--- Input for this task ---
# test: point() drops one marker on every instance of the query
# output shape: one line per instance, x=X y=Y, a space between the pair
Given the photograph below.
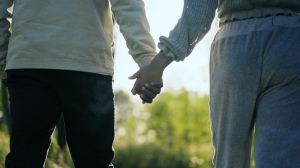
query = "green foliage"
x=173 y=132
---
What to work on: Show every line of the data in which the word "instance" appears.

Exercise response:
# test: point() drops one marker on every instance of the query
# output shape: one line per instance, x=X y=Y, a space between the pair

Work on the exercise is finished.